#### INSTRUCTIONS FOR THE TASK
Please quote every line word for word.

#### ENTRIES SUPPLIED
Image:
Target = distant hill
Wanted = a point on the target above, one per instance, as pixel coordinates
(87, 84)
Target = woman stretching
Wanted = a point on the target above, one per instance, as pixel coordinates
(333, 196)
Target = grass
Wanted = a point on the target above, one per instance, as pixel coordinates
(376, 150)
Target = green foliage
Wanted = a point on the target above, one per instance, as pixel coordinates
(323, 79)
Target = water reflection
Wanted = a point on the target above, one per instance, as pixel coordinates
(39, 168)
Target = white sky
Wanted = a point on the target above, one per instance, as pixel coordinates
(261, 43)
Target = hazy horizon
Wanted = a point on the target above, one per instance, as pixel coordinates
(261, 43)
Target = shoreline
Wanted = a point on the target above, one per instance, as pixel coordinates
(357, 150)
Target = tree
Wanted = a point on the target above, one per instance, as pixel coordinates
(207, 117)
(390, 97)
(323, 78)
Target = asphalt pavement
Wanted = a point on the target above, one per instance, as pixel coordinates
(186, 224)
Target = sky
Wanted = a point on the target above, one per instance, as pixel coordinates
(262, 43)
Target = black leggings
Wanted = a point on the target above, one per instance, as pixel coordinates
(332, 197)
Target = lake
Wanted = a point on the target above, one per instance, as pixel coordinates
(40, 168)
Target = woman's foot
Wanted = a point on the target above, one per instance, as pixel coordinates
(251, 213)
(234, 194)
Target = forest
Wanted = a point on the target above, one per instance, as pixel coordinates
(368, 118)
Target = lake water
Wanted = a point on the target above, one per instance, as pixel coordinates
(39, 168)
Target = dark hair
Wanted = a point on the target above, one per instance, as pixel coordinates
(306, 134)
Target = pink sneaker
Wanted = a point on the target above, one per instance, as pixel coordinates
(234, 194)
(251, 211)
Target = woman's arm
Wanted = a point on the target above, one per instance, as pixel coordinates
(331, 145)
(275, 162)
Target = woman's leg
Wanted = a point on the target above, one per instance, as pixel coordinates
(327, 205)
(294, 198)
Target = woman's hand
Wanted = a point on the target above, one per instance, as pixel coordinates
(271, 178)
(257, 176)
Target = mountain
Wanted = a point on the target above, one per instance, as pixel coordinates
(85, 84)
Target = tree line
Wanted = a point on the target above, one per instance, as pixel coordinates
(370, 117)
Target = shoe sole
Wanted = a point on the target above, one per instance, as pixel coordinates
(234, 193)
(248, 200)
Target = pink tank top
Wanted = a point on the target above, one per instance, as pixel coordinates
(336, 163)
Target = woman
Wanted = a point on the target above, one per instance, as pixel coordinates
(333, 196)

#### TASK RESPONSE
Image:
Target = distant hill
Wanted = a point on the target above, one per instance, as pixel coordinates
(87, 84)
Target = woman stretching
Wanted = a point on the target above, one per instance, as pixel coordinates
(333, 196)
Target = grass
Wanted = a point on the target above, one per instance, as pixel coordinates
(376, 150)
Target = green foliage
Wanted = a point on the target above, one per instance, as pixel coordinates
(323, 79)
Target = water reflection
Wanted = a point on the target above, one per instance, as pixel coordinates
(39, 168)
Target = white sky
Wanted = a point on the target above, one per instance, as pixel coordinates
(261, 43)
Target = hazy horizon
Wanted = a point on the target above, one per instance, as pixel coordinates
(261, 43)
Target = shoreline
Wanted = a point on the target above, one per instance, as pixel coordinates
(357, 150)
Target = tree
Wanted = a point on the target above, one per instance, as pixel coordinates
(207, 117)
(390, 97)
(323, 78)
Target = asphalt pavement
Wanted = a point on the target above, one per instance, as pixel coordinates
(186, 224)
Target = sky
Wanted = a point on the target above, one per instance, as pixel coordinates
(262, 43)
Target = black leggings
Wanted = a point on the target above, one per instance, as pixel coordinates
(332, 197)
Target = lake
Wanted = a point on the target above, one per instance, as pixel coordinates
(40, 168)
Target = woman's foot
Wanted = a point on the target above, one per instance, as pixel coordinates
(251, 213)
(234, 194)
Target = forest
Wanted = a point on the target above, one per instance, as pixel coordinates
(368, 118)
Target = lake water
Wanted = a point on the target above, one per instance, as pixel coordinates
(39, 168)
Target = dark hair
Wanted = a point on the target above, one per instance, as pixel coordinates
(306, 134)
Target = pink sneaker
Wanted = a point on the target above, one per instance, as pixel coordinates
(234, 194)
(251, 211)
Target = woman's arm
Wanted = a point on the target above, one per instance, as pixel coordinates
(331, 145)
(275, 162)
Target = woman's leg
Wanted = a point on the target above, one per instance, as pixel coordinates
(327, 205)
(294, 198)
Target = woman's hand
Wanted = a point on the target above, one per instance, as pixel coordinates
(271, 178)
(257, 176)
Target = mountain
Wanted = a point on the target above, one per instance, as pixel coordinates
(85, 84)
Target = tree line
Wanted = a point on the target above, one per instance, as pixel coordinates
(370, 117)
Target = shoe sole
Wanted = a point on the target above, one per instance, as pixel coordinates
(234, 193)
(248, 200)
Target = pink tank top
Wanted = a point on the target above, one per instance, as pixel coordinates
(336, 163)
Target = woman
Wanted = a point on the target above, one per instance, as pixel coordinates
(333, 196)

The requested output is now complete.